#### [Task to complete]
Please rewrite the data below with every "wooden plank" changed to "wooden board" and nothing else altered. Leave the pictures out of your version.

——————————

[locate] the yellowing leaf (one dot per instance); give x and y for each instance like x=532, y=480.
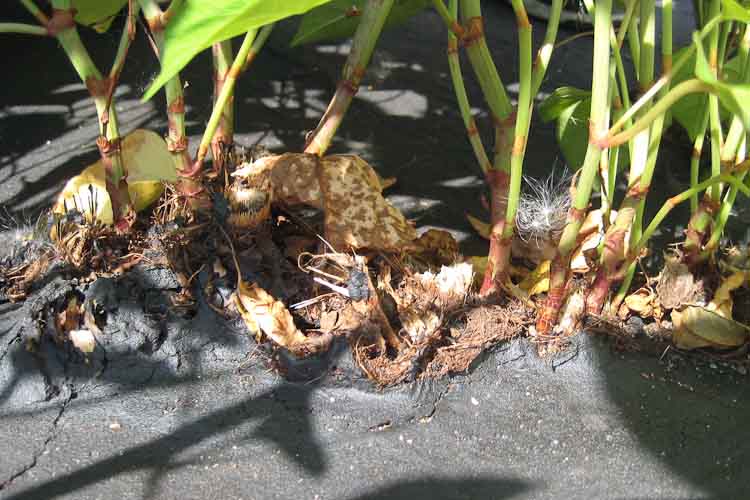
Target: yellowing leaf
x=698, y=327
x=483, y=228
x=722, y=302
x=263, y=313
x=537, y=281
x=147, y=164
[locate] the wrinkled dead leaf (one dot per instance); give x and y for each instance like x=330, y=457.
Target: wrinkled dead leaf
x=676, y=286
x=147, y=165
x=419, y=323
x=698, y=327
x=348, y=191
x=436, y=246
x=452, y=282
x=263, y=313
x=644, y=303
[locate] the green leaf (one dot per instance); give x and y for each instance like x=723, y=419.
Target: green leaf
x=97, y=14
x=733, y=11
x=688, y=110
x=573, y=131
x=197, y=24
x=560, y=100
x=339, y=19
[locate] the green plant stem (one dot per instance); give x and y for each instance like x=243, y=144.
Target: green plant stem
x=714, y=119
x=600, y=104
x=258, y=44
x=224, y=97
x=544, y=53
x=523, y=120
x=660, y=107
x=35, y=11
x=461, y=96
x=23, y=29
x=695, y=159
x=371, y=24
x=449, y=18
x=481, y=61
x=663, y=80
x=223, y=138
x=676, y=200
x=109, y=135
x=177, y=141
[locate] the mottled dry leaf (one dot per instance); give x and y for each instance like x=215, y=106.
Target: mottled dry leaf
x=676, y=286
x=356, y=214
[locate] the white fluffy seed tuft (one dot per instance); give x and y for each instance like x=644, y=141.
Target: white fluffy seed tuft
x=543, y=209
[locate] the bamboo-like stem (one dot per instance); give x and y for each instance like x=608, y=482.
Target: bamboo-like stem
x=223, y=139
x=660, y=107
x=450, y=19
x=714, y=119
x=544, y=53
x=598, y=126
x=177, y=141
x=461, y=96
x=258, y=44
x=663, y=80
x=23, y=29
x=224, y=97
x=671, y=203
x=368, y=31
x=109, y=135
x=695, y=159
x=523, y=120
x=35, y=11
x=722, y=217
x=481, y=61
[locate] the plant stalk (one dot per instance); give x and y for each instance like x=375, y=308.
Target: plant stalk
x=373, y=19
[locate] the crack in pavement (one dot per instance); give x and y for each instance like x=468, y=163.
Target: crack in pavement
x=52, y=434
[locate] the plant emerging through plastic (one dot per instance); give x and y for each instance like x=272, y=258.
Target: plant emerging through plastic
x=61, y=24
x=505, y=172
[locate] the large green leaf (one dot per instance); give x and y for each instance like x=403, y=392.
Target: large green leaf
x=197, y=24
x=560, y=100
x=97, y=14
x=339, y=19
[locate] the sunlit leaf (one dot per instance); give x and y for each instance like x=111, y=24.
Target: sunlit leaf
x=560, y=100
x=197, y=24
x=147, y=165
x=733, y=11
x=698, y=327
x=339, y=19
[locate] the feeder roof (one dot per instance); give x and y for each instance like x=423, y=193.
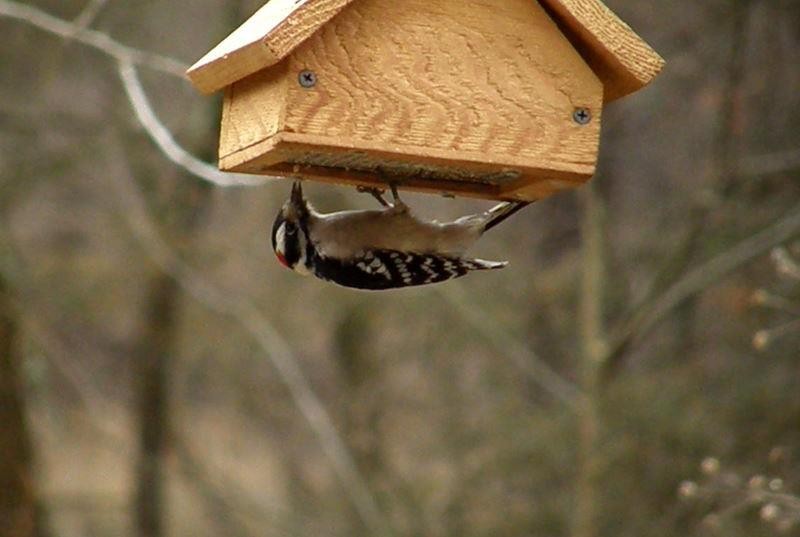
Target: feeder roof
x=622, y=60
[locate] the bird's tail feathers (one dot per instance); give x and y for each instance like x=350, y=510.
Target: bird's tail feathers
x=483, y=264
x=502, y=211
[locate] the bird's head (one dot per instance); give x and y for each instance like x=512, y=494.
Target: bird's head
x=290, y=232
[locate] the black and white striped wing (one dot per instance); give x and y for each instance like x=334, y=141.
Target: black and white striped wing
x=390, y=269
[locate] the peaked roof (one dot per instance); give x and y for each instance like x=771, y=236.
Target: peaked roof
x=619, y=57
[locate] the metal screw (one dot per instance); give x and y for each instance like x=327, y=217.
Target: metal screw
x=582, y=116
x=307, y=79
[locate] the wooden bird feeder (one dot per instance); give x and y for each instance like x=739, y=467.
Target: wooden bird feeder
x=496, y=99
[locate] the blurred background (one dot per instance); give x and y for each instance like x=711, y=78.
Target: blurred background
x=634, y=371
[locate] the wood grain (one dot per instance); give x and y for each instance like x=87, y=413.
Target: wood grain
x=623, y=60
x=263, y=40
x=472, y=99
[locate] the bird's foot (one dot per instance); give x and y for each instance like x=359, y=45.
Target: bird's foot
x=397, y=203
x=375, y=192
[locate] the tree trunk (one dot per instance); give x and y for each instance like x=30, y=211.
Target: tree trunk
x=593, y=351
x=153, y=404
x=19, y=516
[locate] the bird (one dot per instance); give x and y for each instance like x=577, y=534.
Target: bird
x=380, y=249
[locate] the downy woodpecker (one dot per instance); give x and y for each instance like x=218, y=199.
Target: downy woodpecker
x=383, y=248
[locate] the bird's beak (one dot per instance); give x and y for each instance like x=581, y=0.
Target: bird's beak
x=297, y=195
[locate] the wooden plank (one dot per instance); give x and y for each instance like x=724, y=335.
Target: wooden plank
x=285, y=153
x=623, y=60
x=499, y=83
x=263, y=40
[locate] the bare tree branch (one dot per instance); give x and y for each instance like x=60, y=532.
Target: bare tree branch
x=164, y=140
x=129, y=57
x=88, y=14
x=512, y=348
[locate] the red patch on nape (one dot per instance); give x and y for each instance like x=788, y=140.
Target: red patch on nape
x=282, y=259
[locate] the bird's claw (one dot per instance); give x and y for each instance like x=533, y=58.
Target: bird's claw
x=375, y=192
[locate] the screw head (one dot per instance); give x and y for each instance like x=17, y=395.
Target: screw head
x=307, y=79
x=582, y=116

——————————

#### [Result of the task]
[locate] the yellowing leaf (one dot per instance); give x and y for each instance like x=532, y=480.
Target: yellowing leaf
x=698, y=327
x=483, y=228
x=722, y=302
x=263, y=313
x=537, y=281
x=147, y=164
[locate] the wrinkled dead leaf (one dot per instance); give x and y for each instance like x=330, y=457.
Target: wrinkled dead leaf
x=676, y=286
x=147, y=165
x=419, y=323
x=698, y=327
x=348, y=191
x=436, y=246
x=452, y=282
x=263, y=313
x=644, y=303
[locate] the green leaf (one dot per instance); give x and y for each instance like x=723, y=419.
Target: green leaf
x=97, y=14
x=733, y=11
x=688, y=110
x=573, y=131
x=197, y=24
x=560, y=100
x=339, y=19
[locate] the green plant stem (one dot per instance); give x and y for each instance like x=243, y=144.
Target: green plant stem
x=714, y=119
x=600, y=104
x=258, y=44
x=224, y=97
x=544, y=53
x=523, y=120
x=660, y=107
x=35, y=11
x=461, y=96
x=23, y=29
x=695, y=159
x=371, y=24
x=449, y=18
x=481, y=61
x=663, y=80
x=223, y=138
x=676, y=200
x=109, y=135
x=177, y=141
[locate] the mottled dry leaf (one dot per instance); give x and y for each instance like x=215, y=106.
Target: mottled dry leaf
x=676, y=286
x=356, y=214
[locate] the white fluffy seed tuft (one dot per instance); give x and y for each instance like x=644, y=141.
Target: white fluffy seed tuft
x=543, y=209
[locate] the bamboo-like stem (one dot per instance); give x and y for each instance like x=608, y=482.
Target: bamboo-like stem
x=223, y=139
x=660, y=107
x=450, y=19
x=714, y=119
x=544, y=53
x=598, y=126
x=177, y=141
x=461, y=96
x=258, y=44
x=663, y=80
x=23, y=29
x=224, y=97
x=671, y=203
x=368, y=31
x=109, y=135
x=695, y=159
x=523, y=120
x=35, y=11
x=722, y=217
x=481, y=61
[locate] the plant stalk (one dot per instance); give x and y for each instance like x=375, y=308.
Target: plant stalk
x=373, y=19
[locate] the crack in pavement (one dot per instance); give x and y for each instance like x=468, y=163.
Target: crack in pavement
x=52, y=434
[locate] the plant emerging through plastic (one dot per instance); give x and y for each instance like x=272, y=258.
Target: plant emerging through plastic
x=61, y=24
x=505, y=172
[locate] the large green leaf (one dot per instance); give x and y for each instance like x=403, y=392.
Target: large green leaf
x=197, y=24
x=560, y=100
x=97, y=14
x=339, y=19
[locate] the sunlit leaf (one dot per instance); give x and y for each instance like x=111, y=24.
Target: sunlit leaf
x=560, y=100
x=197, y=24
x=147, y=165
x=733, y=11
x=698, y=327
x=339, y=19
[locate] the feeder roof (one dot per instance); give x and y for each instance like x=423, y=193.
Target: feeder roof
x=622, y=60
[locate] the bird's tail feathers (one dot per instance); give x and y for each instance like x=350, y=510.
Target: bird's tail feathers
x=483, y=264
x=502, y=211
[locate] the bird's head (one dot per instance); give x and y for each instance like x=512, y=494.
Target: bird's head
x=290, y=232
[locate] the black and white striped wing (one dot per instance); give x and y for each instance like x=334, y=141.
Target: black and white striped wing
x=390, y=269
[locate] the peaked roof (one dot per instance); give x and y for each instance like x=771, y=236.
Target: peaked roof
x=619, y=57
[locate] the metal screw (one dot per instance); give x and y for each instance like x=327, y=217.
Target: metal screw
x=582, y=116
x=307, y=79
[locate] the wooden bird feeder (one dot per instance); give x and y for each instance like x=739, y=467.
Target: wooden bird feeder
x=496, y=99
[locate] the blurred background (one dot per instance); give x and y for each instance like x=711, y=78.
Target: blurred background
x=634, y=371
[locate] the wood grain (one dot per instance); give x and y for each instance like x=87, y=413.
Target: wood grain
x=623, y=60
x=263, y=40
x=472, y=99
[locate] the bird's foot (one dot per instance); give x and y for each instance like x=359, y=45.
Target: bird's foot
x=397, y=203
x=375, y=192
[locate] the tree trunk (one dot per instance); give x and y for each instance like x=30, y=211.
Target: tree trunk
x=593, y=351
x=153, y=404
x=19, y=516
[locate] the bird (one dot per instance); give x and y for each instance like x=577, y=534.
Target: bird
x=380, y=249
[locate] the downy woodpecker (one dot per instance); give x and y for each instance like x=218, y=199.
Target: downy woodpecker
x=383, y=248
[locate] the bird's beak (one dot per instance); give x and y for each instance like x=581, y=0.
Target: bird's beak
x=297, y=195
[locate] the wooden board (one dot per instance); give x and y for each instance like x=724, y=335.
Target: wooden board
x=285, y=153
x=623, y=60
x=499, y=83
x=263, y=40
[locate] the bare tree branch (one dot per instance); give x and y for each instance like x=60, y=532.
Target: bare tree branch
x=164, y=140
x=129, y=57
x=88, y=14
x=512, y=348
[locate] the red patch on nape (one dot per instance); give x and y for each instance like x=788, y=140.
Target: red patch on nape
x=282, y=259
[locate] the bird's claw (one dot per instance); give x and y for each instance like x=533, y=58.
Target: bird's claw
x=375, y=192
[locate] the screw head (one dot per instance); give x and y for each instance like x=17, y=395.
Target: screw head
x=307, y=79
x=582, y=116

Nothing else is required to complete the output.